### WHAT IS EXPECTED
Show each line in the material below that contains the word "pole".

--- start RECORDS FOR THIS EXERCISE ---

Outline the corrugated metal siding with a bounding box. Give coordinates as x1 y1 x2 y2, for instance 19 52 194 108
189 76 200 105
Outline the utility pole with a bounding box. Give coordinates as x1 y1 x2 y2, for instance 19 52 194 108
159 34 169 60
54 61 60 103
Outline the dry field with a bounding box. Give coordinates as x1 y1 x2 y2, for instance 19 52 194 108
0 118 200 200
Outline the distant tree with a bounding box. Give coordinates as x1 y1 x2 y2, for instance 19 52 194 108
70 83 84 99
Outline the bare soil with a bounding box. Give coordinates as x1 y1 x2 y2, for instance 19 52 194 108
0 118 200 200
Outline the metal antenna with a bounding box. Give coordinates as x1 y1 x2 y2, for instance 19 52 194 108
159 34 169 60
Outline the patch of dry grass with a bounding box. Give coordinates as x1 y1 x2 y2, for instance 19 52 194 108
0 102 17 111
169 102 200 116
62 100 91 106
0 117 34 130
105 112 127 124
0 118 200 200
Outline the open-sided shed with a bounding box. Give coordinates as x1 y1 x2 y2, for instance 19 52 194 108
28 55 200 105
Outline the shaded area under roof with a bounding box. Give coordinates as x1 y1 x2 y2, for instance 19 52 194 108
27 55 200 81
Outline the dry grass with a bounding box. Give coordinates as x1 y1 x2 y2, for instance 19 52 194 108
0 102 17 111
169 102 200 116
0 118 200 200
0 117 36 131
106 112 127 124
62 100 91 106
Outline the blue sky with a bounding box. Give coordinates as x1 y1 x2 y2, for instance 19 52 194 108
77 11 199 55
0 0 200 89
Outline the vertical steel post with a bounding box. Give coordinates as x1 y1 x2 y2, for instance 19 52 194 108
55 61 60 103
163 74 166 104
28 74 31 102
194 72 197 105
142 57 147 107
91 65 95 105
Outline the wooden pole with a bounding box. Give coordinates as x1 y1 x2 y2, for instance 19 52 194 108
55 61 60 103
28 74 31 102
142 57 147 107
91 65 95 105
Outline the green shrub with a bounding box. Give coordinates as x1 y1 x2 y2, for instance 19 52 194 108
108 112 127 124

--- end RECORDS FOR THIS EXERCISE ---

### TASK ANSWER
Outline the utility pole with a bounding box. Give coordinates as x1 y1 x2 y2, for instance 19 52 194 108
Outline the wooden pole with a bounding box. Give coordinates as x1 y1 x2 y2, for instance 19 52 194 108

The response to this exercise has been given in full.